**Task objective:** Write out the whole listing word for word.

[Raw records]
┌────────

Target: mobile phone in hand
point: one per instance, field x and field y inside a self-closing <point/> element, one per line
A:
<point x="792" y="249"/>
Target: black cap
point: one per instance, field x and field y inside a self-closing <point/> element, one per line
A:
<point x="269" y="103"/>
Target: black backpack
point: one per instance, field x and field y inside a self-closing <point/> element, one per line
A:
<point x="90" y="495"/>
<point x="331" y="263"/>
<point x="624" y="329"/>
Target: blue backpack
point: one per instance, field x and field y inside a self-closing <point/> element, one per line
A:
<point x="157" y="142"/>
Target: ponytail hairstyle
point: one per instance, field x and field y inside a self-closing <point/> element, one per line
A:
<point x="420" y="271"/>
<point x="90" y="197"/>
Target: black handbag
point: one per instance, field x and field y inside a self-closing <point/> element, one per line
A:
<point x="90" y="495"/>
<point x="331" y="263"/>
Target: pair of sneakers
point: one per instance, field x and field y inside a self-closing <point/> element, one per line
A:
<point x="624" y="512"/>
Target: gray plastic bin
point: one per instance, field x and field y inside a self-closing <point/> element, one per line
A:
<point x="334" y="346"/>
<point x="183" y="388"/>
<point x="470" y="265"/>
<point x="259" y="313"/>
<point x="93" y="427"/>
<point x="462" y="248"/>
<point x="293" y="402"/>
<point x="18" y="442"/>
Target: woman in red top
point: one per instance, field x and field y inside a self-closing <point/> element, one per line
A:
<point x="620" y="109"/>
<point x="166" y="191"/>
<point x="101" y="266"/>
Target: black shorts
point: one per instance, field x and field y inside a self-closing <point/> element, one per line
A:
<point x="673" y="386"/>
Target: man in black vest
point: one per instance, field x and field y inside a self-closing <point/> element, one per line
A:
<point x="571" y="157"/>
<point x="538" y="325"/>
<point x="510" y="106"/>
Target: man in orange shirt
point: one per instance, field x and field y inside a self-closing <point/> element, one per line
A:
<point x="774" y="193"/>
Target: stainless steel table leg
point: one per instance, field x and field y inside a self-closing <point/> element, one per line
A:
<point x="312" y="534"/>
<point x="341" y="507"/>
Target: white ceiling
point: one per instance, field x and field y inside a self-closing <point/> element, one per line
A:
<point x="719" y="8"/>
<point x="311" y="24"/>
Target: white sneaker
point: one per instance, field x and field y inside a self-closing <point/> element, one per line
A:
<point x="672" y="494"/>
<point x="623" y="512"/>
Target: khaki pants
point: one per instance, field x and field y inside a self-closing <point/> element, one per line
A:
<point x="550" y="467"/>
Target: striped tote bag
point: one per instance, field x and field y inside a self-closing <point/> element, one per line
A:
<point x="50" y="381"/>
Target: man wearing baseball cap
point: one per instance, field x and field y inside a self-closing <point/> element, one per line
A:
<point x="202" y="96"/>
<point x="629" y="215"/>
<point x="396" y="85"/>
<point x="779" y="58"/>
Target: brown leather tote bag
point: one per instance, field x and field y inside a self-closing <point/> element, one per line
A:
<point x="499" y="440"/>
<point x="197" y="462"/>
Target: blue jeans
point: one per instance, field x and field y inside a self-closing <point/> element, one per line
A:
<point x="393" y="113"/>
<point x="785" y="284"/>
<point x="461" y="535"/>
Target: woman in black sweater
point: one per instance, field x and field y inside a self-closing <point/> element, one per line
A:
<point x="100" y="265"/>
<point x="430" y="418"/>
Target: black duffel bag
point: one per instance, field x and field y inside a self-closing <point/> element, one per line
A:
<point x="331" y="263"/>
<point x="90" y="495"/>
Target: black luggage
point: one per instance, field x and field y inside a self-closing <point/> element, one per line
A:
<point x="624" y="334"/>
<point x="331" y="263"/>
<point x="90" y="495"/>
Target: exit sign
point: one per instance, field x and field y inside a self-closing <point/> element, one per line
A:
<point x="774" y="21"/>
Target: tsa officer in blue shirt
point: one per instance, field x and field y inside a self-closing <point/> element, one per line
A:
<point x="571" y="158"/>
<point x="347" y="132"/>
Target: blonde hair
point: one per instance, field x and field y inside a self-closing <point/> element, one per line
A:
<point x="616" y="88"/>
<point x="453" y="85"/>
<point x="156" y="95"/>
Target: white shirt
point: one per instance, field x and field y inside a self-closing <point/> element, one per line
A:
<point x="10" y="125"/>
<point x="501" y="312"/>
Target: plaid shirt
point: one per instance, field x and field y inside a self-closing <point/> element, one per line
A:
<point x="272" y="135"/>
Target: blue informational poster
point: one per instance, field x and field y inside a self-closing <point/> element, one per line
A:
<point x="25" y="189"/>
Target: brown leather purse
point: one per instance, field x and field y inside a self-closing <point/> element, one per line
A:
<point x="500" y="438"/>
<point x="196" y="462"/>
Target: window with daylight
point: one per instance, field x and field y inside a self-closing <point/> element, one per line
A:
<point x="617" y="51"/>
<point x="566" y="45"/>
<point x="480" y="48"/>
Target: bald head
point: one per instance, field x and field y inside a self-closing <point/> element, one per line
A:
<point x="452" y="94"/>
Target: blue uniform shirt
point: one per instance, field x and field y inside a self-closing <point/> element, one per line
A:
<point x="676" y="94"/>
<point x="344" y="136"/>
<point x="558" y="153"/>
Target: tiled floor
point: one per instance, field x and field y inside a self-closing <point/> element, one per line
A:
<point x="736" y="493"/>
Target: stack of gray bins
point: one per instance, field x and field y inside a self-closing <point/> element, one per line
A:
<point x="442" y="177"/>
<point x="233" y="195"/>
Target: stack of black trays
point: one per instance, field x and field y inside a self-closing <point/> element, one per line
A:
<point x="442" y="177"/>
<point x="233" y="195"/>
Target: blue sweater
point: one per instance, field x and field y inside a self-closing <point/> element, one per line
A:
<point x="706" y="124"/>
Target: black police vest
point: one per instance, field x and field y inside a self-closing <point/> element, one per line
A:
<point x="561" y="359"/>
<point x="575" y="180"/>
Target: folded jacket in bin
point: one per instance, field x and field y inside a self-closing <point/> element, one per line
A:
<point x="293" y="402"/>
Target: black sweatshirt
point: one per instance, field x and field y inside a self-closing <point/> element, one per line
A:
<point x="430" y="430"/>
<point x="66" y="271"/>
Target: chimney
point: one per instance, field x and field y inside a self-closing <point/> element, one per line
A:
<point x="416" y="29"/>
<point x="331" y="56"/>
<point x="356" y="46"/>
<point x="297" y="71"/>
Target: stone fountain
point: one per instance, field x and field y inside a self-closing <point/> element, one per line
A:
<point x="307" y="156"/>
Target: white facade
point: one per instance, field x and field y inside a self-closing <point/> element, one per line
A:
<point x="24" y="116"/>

└────────

**Correct result:**
Target: mobile phone in hand
point: one per instance, field x and field y inside a self-closing <point/> element, one per line
A:
<point x="792" y="249"/>
Target: black cap
point: one per instance, field x and field y inside a self-closing <point/> element, one per line
A:
<point x="269" y="103"/>
Target: black backpack
point: one per instance, field x and field y inside a self-closing <point/> element, one per line
A:
<point x="90" y="495"/>
<point x="331" y="263"/>
<point x="624" y="329"/>
Target: blue backpack
point: one per instance, field x and field y inside a self-closing <point/> element, one per line
A:
<point x="157" y="142"/>
Target: ponytail hairstyle
point: one per instance, field x and field y inside a self-closing <point/> element, one per line
A:
<point x="420" y="271"/>
<point x="90" y="197"/>
Target: black handbag
point: one per instance, field x and field y inside a self-closing <point/> element, one per line
A:
<point x="90" y="495"/>
<point x="331" y="263"/>
Target: pair of sneakers
point: one per instance, field x and field y inside a self-closing <point/> element, one per line
A:
<point x="624" y="512"/>
Target: gray plastic bin
point: one per instance, field x and field y inside a self-closing <point/> element, one per line
A:
<point x="334" y="346"/>
<point x="183" y="388"/>
<point x="470" y="265"/>
<point x="259" y="313"/>
<point x="93" y="427"/>
<point x="462" y="248"/>
<point x="293" y="402"/>
<point x="18" y="442"/>
Target: woman in red top
point: one per instance, field x and field y inside a self-closing <point/> element, one per line
A:
<point x="620" y="109"/>
<point x="166" y="191"/>
<point x="101" y="266"/>
Target: black shorts
point: one per instance, field x and field y inside a self-closing <point/> element, one per line
A:
<point x="673" y="386"/>
Target: man in black vest
point: one per instance, field x and field y inside a self-closing <point/> element, one per line
A:
<point x="571" y="157"/>
<point x="538" y="325"/>
<point x="510" y="106"/>
Target: man in orange shirt
point: one per instance, field x and field y inside a self-closing <point/> element, one per line
A:
<point x="774" y="193"/>
Target: stainless steel table leg
point: one per instance, field x and field y inside a self-closing <point/> element, one per line
A:
<point x="312" y="534"/>
<point x="341" y="507"/>
Target: white ceiling
point: one per instance, field x and field y inside a self-closing <point/> element, one per line
A:
<point x="719" y="8"/>
<point x="311" y="24"/>
Target: white sneaker
point: one per instance, field x and field y inside a self-closing <point/> element, one per line
A:
<point x="672" y="494"/>
<point x="623" y="512"/>
Target: khaki pants
point: one per instance, field x and field y inside a self-closing <point/> element, one per line
A:
<point x="550" y="467"/>
Target: striped tote bag
point: one per instance, field x and field y inside a self-closing <point/> element, one per line
A:
<point x="50" y="381"/>
Target: man wearing baseball cap
point: one per instance, field x and field y inside a self-closing <point/> element, one per line
A:
<point x="202" y="96"/>
<point x="629" y="215"/>
<point x="396" y="85"/>
<point x="779" y="58"/>
Target: brown leather tote bag
point: one per instance, field x and field y inside a self-closing <point/> element, one per line
A:
<point x="499" y="440"/>
<point x="197" y="462"/>
Target: blue jeans
point: one per instance, field x and field y inside a self-closing <point/> element, one per line
A:
<point x="393" y="113"/>
<point x="785" y="284"/>
<point x="461" y="535"/>
Target: woman in black sweater
point: one per instance, field x and field y inside a self-closing <point/> element, one per line
A:
<point x="100" y="265"/>
<point x="430" y="418"/>
Target: black duffel bag
point: one per instance, field x and field y inside a self-closing <point/> element, one per line
A:
<point x="331" y="263"/>
<point x="90" y="495"/>
Target: black luggage
point: one per instance, field x and field y inside a self-closing <point/> element, one per line
A:
<point x="624" y="334"/>
<point x="331" y="263"/>
<point x="90" y="495"/>
Target: exit sign
point: one per instance, field x and field y inside a self-closing <point/> element, one per line
A:
<point x="774" y="21"/>
Target: tsa officer in blue shirt
point: one per instance, field x and field y inside a self-closing <point/> element, one per line
A:
<point x="571" y="158"/>
<point x="347" y="132"/>
Target: blonde hair
point: one per instance, field x and field y inside a self-closing <point/> element, one per line
A:
<point x="616" y="88"/>
<point x="453" y="85"/>
<point x="156" y="95"/>
Target: white shirt
point: one per instance, field x and field y inside a self-closing <point/> element, one per line
A:
<point x="10" y="125"/>
<point x="501" y="312"/>
Target: plaid shirt
point: one per instance, field x and field y inside a self-closing <point/> element, one per line
A:
<point x="272" y="135"/>
Target: blue informational poster
point: one per instance, field x and field y inside a self-closing <point/> element, one per line
A:
<point x="25" y="189"/>
Target: brown leather purse
point: one per instance, field x and field y inside a self-closing <point/> element, one per line
A:
<point x="500" y="438"/>
<point x="196" y="462"/>
Target: window with daylight
point: one per instance, field x and field y inside a self-closing <point/> element, one per line
A:
<point x="617" y="51"/>
<point x="566" y="45"/>
<point x="480" y="48"/>
Target: bald head
point: one per instance, field x and field y inside a self-closing <point/> element, one per line
A:
<point x="452" y="94"/>
Target: blue uniform shirt
point: one per instance, field x and field y inside a self-closing <point/> element, one per line
A:
<point x="676" y="94"/>
<point x="344" y="136"/>
<point x="558" y="153"/>
Target: tiled floor
point: one per instance, field x and field y inside a self-closing <point/> element, one per line
A:
<point x="736" y="493"/>
Target: stack of gray bins
point: one per instance, field x and field y inside a self-closing <point/> element, one per line
A:
<point x="442" y="177"/>
<point x="233" y="195"/>
Target: stack of black trays
point: one per instance, field x and field y inside a self-closing <point/> element, one per line
A:
<point x="442" y="177"/>
<point x="233" y="195"/>
Target: blue sweater
point: one per instance, field x and field y inside a self-closing <point/> element, one per line
A:
<point x="706" y="124"/>
Target: black police vest
point: one per instance, field x and field y inside a self-closing <point/> element, one per line
A:
<point x="561" y="359"/>
<point x="575" y="180"/>
Target: folded jacket in bin
point: one per instance, field x and field y inside a self-closing <point/> element, one per line
A:
<point x="293" y="402"/>
Target: black sweatshirt
point: one per instance, field x and field y inside a self-closing <point/> element, one per line
A:
<point x="430" y="430"/>
<point x="66" y="271"/>
Target: chimney
point: one per instance, field x and field y inside a self-closing <point/> element, one per line
A:
<point x="416" y="29"/>
<point x="331" y="56"/>
<point x="356" y="46"/>
<point x="297" y="71"/>
Target: stone fountain
point: one per instance, field x and field y inside a self-closing <point/> element, one per line
A:
<point x="307" y="156"/>
Target: white facade
point: one per instance, field x and field y inside a self-closing <point/> element, one per line
A:
<point x="24" y="116"/>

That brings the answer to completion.